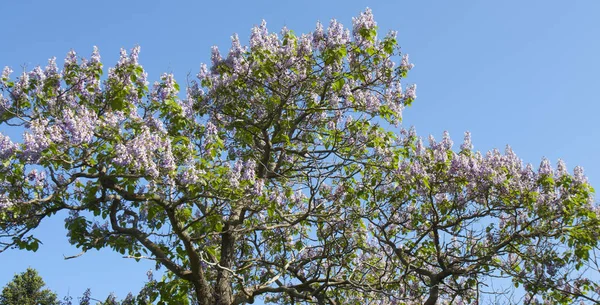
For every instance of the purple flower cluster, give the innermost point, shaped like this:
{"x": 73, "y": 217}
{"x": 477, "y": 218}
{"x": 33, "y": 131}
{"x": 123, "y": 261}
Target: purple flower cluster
{"x": 7, "y": 147}
{"x": 148, "y": 153}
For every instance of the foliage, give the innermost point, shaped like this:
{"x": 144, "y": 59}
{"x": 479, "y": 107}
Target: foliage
{"x": 281, "y": 175}
{"x": 27, "y": 289}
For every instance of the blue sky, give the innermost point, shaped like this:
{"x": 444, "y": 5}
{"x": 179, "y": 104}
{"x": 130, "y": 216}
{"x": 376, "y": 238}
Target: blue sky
{"x": 523, "y": 73}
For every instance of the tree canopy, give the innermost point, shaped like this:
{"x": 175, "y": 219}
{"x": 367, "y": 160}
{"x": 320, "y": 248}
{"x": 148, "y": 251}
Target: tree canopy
{"x": 283, "y": 174}
{"x": 27, "y": 288}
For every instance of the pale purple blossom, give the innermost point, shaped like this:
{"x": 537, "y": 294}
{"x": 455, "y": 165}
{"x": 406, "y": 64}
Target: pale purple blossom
{"x": 545, "y": 168}
{"x": 561, "y": 169}
{"x": 467, "y": 145}
{"x": 411, "y": 93}
{"x": 578, "y": 175}
{"x": 249, "y": 172}
{"x": 7, "y": 147}
{"x": 405, "y": 64}
{"x": 5, "y": 74}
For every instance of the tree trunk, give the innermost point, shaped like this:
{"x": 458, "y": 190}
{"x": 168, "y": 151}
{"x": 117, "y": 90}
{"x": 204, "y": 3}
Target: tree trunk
{"x": 223, "y": 290}
{"x": 433, "y": 295}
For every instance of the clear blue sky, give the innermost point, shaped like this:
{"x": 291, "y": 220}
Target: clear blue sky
{"x": 516, "y": 72}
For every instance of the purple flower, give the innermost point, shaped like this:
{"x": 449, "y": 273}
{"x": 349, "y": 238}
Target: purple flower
{"x": 95, "y": 58}
{"x": 249, "y": 172}
{"x": 364, "y": 21}
{"x": 7, "y": 147}
{"x": 5, "y": 74}
{"x": 335, "y": 34}
{"x": 561, "y": 168}
{"x": 411, "y": 93}
{"x": 578, "y": 175}
{"x": 215, "y": 56}
{"x": 236, "y": 172}
{"x": 467, "y": 145}
{"x": 405, "y": 64}
{"x": 545, "y": 168}
{"x": 37, "y": 178}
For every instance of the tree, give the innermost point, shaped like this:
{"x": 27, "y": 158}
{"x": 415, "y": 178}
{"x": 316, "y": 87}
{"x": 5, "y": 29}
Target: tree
{"x": 26, "y": 289}
{"x": 281, "y": 175}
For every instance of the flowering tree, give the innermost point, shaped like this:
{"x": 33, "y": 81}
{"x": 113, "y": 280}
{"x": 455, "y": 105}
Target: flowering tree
{"x": 231, "y": 188}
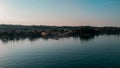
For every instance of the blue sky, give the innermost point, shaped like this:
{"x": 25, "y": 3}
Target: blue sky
{"x": 60, "y": 12}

• **TASK BRIEF**: Images in the records should not be copied. Repeat all the rest exactly.

• **ANSWER TO THIS PROBLEM**:
For every instance of the purple flower cluster, give the innermost point, shaped like this:
{"x": 73, "y": 217}
{"x": 477, "y": 218}
{"x": 33, "y": 131}
{"x": 123, "y": 261}
Target: purple flower cluster
{"x": 7, "y": 147}
{"x": 148, "y": 153}
For every instance of the foliage, give the innermost point, shaped like this:
{"x": 144, "y": 59}
{"x": 479, "y": 107}
Target: foliage
{"x": 281, "y": 175}
{"x": 27, "y": 289}
For every instance of the blue sky, give the innermost point, shaped like this:
{"x": 444, "y": 5}
{"x": 179, "y": 104}
{"x": 130, "y": 216}
{"x": 376, "y": 238}
Target: blue sky
{"x": 523, "y": 73}
For every instance of the tree canopy, give the innermost point, shaped like this:
{"x": 175, "y": 219}
{"x": 367, "y": 160}
{"x": 320, "y": 248}
{"x": 148, "y": 251}
Target: tree canopy
{"x": 283, "y": 174}
{"x": 27, "y": 288}
For every instance of the pale purple blossom, give the innermost point, shaped like this:
{"x": 537, "y": 294}
{"x": 455, "y": 165}
{"x": 406, "y": 64}
Target: pale purple blossom
{"x": 545, "y": 168}
{"x": 561, "y": 169}
{"x": 467, "y": 145}
{"x": 411, "y": 93}
{"x": 578, "y": 175}
{"x": 249, "y": 172}
{"x": 7, "y": 147}
{"x": 405, "y": 64}
{"x": 5, "y": 74}
For every instance of the tree trunk, give the innermost point, shaped like this:
{"x": 458, "y": 190}
{"x": 168, "y": 151}
{"x": 117, "y": 90}
{"x": 204, "y": 3}
Target: tree trunk
{"x": 223, "y": 290}
{"x": 433, "y": 295}
For every instance of the clear blue sky, give the innermost point, shaped like this:
{"x": 291, "y": 220}
Target: clear blue sky
{"x": 516, "y": 72}
For every instance of the purple flower, give the innermost point, shaped like this:
{"x": 449, "y": 273}
{"x": 349, "y": 238}
Target: purple flower
{"x": 95, "y": 58}
{"x": 249, "y": 172}
{"x": 364, "y": 21}
{"x": 7, "y": 147}
{"x": 5, "y": 74}
{"x": 335, "y": 34}
{"x": 561, "y": 168}
{"x": 411, "y": 93}
{"x": 578, "y": 175}
{"x": 215, "y": 56}
{"x": 236, "y": 172}
{"x": 467, "y": 145}
{"x": 405, "y": 64}
{"x": 545, "y": 168}
{"x": 37, "y": 178}
For every instance of the tree, give the innermost point, shaped like this:
{"x": 27, "y": 158}
{"x": 415, "y": 178}
{"x": 316, "y": 87}
{"x": 5, "y": 29}
Target: tree
{"x": 26, "y": 289}
{"x": 281, "y": 175}
For every instance of the flowering tree, give the innermost point, shaped like this:
{"x": 33, "y": 81}
{"x": 113, "y": 280}
{"x": 455, "y": 105}
Target: flowering tree
{"x": 231, "y": 188}
For every instance of the blue sky, give the innermost point, shaped like this:
{"x": 25, "y": 3}
Target: blue sky
{"x": 60, "y": 12}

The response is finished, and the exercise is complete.